## RECORDED DATA
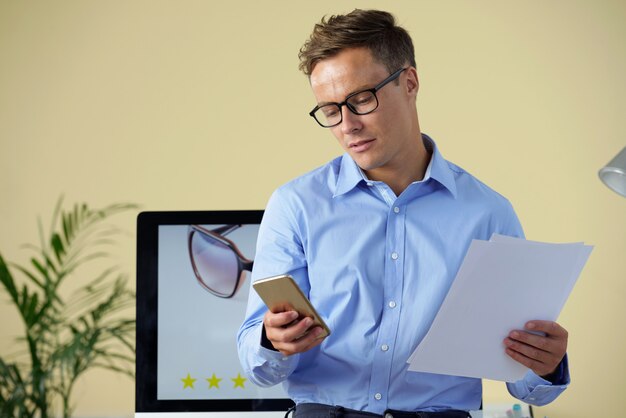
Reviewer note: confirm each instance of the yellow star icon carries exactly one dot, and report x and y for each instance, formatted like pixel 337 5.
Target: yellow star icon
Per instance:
pixel 238 381
pixel 188 381
pixel 214 381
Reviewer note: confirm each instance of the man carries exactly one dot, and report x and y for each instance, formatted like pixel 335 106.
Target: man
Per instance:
pixel 375 238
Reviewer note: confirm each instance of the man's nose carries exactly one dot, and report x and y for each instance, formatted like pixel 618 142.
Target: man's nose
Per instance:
pixel 350 122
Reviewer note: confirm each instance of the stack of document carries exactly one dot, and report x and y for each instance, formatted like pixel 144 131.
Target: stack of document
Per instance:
pixel 502 284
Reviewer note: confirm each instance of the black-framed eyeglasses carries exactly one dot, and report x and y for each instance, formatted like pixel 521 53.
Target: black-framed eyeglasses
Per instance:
pixel 360 103
pixel 217 263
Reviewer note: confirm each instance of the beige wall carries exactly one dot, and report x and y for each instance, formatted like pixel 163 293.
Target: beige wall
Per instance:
pixel 199 105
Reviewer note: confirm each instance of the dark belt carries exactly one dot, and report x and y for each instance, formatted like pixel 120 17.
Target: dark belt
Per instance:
pixel 317 410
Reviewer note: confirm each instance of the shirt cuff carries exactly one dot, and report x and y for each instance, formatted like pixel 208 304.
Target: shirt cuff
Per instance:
pixel 536 390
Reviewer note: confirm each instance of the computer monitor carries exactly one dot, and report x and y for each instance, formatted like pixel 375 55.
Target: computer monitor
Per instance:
pixel 192 287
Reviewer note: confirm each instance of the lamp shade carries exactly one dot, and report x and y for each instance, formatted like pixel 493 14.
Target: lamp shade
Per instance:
pixel 614 173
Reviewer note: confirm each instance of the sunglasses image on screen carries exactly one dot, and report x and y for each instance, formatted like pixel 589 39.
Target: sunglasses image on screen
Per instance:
pixel 217 263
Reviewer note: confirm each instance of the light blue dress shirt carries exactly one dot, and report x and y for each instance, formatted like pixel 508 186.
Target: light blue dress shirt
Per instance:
pixel 377 267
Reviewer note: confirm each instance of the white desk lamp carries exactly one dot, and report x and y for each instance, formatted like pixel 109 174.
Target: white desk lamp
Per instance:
pixel 614 173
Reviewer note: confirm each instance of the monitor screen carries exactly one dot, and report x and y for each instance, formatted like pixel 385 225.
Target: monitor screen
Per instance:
pixel 193 279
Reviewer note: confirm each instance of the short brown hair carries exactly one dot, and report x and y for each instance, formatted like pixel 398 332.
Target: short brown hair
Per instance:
pixel 376 30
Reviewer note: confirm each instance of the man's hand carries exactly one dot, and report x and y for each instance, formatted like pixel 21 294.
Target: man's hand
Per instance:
pixel 289 335
pixel 542 354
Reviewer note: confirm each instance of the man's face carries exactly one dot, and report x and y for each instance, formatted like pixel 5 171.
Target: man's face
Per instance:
pixel 384 140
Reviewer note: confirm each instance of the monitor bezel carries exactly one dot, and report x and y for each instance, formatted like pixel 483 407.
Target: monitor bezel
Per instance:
pixel 147 316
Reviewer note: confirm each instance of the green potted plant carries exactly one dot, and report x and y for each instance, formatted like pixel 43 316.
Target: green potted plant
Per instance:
pixel 64 336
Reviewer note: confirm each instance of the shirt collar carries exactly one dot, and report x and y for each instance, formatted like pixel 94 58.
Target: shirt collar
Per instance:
pixel 350 175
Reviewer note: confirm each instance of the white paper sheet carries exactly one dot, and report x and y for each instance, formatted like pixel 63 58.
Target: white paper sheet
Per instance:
pixel 502 284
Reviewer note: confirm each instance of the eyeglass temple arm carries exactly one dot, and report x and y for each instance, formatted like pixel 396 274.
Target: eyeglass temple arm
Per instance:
pixel 226 229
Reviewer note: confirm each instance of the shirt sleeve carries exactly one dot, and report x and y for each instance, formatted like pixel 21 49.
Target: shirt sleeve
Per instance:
pixel 279 251
pixel 535 390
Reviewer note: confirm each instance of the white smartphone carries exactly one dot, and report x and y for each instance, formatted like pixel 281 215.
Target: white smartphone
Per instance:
pixel 281 293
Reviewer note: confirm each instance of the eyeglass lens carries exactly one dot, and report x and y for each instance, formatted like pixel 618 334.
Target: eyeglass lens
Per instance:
pixel 361 104
pixel 216 264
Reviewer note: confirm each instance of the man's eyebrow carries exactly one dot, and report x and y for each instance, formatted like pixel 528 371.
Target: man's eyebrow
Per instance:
pixel 355 90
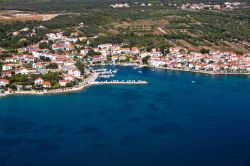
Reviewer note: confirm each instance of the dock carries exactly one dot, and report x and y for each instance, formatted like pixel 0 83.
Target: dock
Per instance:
pixel 116 82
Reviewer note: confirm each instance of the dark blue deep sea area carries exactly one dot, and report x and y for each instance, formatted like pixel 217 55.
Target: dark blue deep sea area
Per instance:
pixel 178 119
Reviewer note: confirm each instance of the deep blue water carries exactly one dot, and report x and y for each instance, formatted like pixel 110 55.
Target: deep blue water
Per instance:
pixel 170 122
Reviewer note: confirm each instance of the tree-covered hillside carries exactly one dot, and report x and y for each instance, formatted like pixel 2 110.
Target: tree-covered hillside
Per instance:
pixel 77 5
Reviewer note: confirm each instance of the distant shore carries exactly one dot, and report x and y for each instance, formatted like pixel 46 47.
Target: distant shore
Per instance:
pixel 81 86
pixel 91 80
pixel 172 69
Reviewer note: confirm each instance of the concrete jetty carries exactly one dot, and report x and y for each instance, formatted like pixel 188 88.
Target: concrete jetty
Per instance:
pixel 116 82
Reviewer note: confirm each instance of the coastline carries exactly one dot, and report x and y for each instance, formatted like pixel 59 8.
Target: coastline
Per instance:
pixel 173 69
pixel 90 81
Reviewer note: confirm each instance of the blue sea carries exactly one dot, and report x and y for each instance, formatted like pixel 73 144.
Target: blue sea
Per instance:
pixel 178 119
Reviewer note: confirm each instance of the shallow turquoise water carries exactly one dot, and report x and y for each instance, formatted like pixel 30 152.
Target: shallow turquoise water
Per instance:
pixel 171 121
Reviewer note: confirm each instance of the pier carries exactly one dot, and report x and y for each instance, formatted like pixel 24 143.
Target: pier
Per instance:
pixel 116 82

## DIRECTIONS FOR THIS TASK
Search term "bezel": return each line of the data that contains it.

## TASK RESULT
Reviewer note: confirm each instance of the monitor bezel carries exactly one dot, and report x and y for each instance, formatted like pixel 483 407.
Target: monitor bezel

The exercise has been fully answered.